Revise the lines starting at the first one and ending at the one containing "x=827 y=1019", changing "pointer" to "locator" and leaving everything else untouched. Return only those lines.
-- Start Information given --
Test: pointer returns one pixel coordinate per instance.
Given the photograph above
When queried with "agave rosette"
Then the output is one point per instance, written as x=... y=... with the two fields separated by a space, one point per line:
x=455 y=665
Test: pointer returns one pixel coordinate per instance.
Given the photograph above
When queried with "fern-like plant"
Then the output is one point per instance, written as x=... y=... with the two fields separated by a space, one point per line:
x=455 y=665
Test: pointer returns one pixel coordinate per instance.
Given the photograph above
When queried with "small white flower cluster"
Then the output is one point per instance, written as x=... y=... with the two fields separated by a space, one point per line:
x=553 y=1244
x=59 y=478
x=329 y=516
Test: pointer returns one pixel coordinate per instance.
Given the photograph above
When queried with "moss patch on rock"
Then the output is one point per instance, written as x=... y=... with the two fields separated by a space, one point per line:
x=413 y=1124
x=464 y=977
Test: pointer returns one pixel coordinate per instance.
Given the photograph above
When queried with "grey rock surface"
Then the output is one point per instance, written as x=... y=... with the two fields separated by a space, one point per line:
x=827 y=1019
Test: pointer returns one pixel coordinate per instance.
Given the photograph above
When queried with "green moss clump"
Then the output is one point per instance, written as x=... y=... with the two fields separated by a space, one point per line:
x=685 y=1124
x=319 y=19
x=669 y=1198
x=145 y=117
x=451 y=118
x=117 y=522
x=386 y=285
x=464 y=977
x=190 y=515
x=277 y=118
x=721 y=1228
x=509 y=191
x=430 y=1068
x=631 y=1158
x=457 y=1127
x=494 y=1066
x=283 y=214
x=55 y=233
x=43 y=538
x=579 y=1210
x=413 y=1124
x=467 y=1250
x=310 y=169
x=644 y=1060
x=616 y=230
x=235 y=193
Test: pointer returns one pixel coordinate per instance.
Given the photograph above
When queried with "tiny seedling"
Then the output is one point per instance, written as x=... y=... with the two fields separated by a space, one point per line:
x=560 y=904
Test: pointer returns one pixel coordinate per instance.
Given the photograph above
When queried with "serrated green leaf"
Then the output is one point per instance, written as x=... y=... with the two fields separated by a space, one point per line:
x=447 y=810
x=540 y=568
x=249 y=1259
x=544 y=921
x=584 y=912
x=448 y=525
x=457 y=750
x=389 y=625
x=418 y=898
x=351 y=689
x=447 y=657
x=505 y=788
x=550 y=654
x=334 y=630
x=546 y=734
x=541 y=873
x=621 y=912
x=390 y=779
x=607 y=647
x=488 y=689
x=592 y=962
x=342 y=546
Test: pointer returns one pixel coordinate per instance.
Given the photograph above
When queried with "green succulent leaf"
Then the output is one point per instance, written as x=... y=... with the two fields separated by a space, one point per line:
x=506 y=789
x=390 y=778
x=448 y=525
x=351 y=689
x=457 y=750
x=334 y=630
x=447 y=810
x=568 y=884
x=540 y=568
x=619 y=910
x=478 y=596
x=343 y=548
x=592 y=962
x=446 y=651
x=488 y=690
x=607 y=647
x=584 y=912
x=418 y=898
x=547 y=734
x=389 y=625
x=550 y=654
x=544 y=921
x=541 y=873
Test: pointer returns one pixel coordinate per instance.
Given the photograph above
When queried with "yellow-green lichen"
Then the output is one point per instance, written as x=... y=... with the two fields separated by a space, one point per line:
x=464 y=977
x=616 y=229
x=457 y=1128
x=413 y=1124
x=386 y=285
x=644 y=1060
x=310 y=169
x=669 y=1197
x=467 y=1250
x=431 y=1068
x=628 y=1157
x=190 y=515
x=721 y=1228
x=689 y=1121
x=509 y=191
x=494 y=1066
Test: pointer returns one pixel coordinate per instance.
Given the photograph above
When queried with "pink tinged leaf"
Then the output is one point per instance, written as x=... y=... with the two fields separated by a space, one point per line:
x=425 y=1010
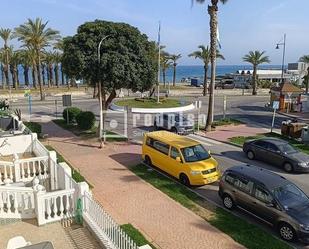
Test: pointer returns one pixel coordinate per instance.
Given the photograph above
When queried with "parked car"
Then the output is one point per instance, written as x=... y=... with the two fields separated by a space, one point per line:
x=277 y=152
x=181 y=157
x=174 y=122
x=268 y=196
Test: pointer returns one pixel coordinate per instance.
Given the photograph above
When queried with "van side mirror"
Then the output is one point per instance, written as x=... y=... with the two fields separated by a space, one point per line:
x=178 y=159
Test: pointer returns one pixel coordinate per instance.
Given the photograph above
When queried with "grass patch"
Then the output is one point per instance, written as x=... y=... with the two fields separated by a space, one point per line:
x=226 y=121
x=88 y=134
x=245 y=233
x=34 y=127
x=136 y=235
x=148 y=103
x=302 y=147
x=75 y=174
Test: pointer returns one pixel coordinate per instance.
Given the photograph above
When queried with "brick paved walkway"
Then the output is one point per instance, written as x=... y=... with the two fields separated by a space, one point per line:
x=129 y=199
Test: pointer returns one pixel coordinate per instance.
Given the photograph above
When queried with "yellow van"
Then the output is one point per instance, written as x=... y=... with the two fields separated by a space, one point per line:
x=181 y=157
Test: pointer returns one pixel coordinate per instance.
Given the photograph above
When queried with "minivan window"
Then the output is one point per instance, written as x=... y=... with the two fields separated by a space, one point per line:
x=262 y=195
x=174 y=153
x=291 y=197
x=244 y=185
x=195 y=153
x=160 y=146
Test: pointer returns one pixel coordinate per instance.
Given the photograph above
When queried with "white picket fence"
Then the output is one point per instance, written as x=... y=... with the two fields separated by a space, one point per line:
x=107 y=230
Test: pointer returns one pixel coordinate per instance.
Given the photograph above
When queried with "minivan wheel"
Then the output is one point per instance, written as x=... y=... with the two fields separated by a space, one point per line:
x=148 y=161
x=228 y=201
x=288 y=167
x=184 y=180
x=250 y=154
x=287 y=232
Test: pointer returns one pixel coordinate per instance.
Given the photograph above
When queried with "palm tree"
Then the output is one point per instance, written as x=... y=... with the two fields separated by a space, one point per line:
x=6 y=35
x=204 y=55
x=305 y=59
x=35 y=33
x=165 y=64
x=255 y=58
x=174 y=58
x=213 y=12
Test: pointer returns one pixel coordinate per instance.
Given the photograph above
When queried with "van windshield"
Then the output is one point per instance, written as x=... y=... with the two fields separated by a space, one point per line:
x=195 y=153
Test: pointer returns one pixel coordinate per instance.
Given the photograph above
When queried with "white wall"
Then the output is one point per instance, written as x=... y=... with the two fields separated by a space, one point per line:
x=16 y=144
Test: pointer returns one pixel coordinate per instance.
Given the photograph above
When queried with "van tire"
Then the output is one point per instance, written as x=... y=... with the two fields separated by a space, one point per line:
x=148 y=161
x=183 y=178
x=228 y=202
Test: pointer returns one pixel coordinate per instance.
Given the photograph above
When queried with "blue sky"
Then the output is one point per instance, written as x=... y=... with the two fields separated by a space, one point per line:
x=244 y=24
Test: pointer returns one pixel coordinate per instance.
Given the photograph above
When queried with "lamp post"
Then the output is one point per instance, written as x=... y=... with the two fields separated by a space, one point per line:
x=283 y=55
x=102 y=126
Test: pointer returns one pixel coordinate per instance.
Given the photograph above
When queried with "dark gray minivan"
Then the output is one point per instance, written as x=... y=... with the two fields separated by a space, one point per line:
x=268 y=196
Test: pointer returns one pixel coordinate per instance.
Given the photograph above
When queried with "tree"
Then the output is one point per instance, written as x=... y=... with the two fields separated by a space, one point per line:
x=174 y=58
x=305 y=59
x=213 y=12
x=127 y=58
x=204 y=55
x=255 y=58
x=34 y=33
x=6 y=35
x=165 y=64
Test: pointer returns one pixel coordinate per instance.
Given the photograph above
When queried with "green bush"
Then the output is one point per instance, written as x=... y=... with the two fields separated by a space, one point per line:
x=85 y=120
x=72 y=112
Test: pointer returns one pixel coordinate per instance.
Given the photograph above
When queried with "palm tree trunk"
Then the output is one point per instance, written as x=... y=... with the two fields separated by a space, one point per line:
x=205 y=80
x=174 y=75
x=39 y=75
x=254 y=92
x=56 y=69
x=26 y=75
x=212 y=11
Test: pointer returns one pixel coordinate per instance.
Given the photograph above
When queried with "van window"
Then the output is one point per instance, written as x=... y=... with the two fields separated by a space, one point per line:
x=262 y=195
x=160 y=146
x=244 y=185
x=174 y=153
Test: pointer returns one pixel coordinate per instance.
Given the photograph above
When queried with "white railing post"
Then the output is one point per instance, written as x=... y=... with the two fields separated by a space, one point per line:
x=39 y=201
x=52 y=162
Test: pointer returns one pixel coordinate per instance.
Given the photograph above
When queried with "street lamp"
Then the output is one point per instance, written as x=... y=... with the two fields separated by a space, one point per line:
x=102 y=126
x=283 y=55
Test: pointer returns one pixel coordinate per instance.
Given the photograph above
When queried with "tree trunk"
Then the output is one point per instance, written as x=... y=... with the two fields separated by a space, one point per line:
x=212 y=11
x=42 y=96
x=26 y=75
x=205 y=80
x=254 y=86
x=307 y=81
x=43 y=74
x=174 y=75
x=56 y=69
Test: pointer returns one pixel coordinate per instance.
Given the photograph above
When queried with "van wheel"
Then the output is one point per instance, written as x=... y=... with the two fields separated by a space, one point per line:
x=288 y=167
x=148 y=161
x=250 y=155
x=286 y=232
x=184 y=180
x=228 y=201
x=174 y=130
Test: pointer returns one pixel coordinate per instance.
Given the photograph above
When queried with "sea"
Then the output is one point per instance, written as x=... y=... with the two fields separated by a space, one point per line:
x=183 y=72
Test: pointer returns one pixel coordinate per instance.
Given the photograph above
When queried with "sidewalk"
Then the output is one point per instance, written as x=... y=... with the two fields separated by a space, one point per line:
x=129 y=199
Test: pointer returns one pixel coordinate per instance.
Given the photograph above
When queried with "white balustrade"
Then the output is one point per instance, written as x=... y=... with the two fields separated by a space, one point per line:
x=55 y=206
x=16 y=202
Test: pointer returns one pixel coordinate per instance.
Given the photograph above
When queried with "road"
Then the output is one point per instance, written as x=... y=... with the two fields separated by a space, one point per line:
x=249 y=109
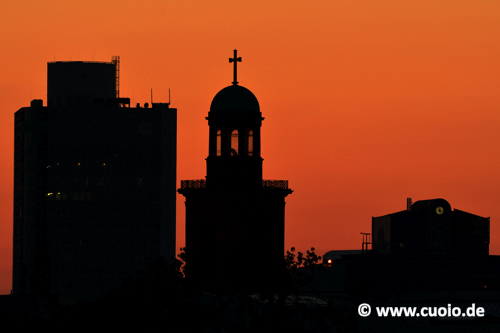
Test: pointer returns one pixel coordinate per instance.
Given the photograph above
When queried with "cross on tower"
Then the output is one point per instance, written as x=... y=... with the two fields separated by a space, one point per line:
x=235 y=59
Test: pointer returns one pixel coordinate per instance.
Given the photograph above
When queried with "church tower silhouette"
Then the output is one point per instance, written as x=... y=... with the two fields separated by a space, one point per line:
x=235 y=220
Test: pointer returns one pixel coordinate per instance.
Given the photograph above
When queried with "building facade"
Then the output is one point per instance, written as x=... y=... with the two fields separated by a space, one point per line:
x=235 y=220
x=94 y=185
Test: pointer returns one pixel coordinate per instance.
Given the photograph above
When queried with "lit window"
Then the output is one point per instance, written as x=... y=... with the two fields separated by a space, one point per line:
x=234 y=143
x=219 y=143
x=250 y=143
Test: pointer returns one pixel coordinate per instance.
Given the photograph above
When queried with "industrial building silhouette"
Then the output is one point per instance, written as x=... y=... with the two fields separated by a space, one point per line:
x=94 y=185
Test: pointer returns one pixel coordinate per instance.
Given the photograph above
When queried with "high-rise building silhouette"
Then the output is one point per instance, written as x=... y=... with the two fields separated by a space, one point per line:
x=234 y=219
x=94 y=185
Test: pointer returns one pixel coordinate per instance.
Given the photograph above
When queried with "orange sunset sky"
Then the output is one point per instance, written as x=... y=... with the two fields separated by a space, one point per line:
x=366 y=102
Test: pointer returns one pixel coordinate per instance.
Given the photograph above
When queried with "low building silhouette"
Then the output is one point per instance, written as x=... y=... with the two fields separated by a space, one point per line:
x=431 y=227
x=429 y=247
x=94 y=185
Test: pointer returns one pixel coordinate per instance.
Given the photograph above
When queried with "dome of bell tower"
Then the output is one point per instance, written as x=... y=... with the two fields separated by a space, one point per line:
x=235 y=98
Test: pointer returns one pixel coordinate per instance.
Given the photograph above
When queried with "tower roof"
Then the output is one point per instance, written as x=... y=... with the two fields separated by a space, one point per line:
-- End Information given --
● Written solution:
Test: locator returns one pixel coordinate per instance.
Given the photograph above
When queried with "agave rosette"
Then the output is one point per instance, written as x=... y=... with the two fields separated by a space, one point per line:
x=455 y=665
Test: locator returns one pixel coordinate per instance.
Given the photograph above
When queried with "fern-like plant"
Then the output is one point per instance, written as x=... y=... with the two fields separated by a space, one point per line:
x=455 y=665
Test: locator returns one pixel coordinate per instance.
Given the photograph above
When queried with "small white flower cluster"
Then the output is one point per instance, written as x=... y=... with the two fields separated by a space, one point per line:
x=553 y=1244
x=59 y=478
x=329 y=516
Test: locator returns one pixel coordinate per instance.
Given the photograph above
When queried with "moss patch on rock"
Then the output is one point per instance, written as x=... y=... with the two fields separated by a space, one point per line:
x=413 y=1124
x=464 y=977
Test: locator returns one pixel coordinate per instance.
Given the photograph above
When queried with "grey rock surface"
Then the output is one point per instance, written as x=... y=... with the two fields separated by a space, one point per line:
x=827 y=1019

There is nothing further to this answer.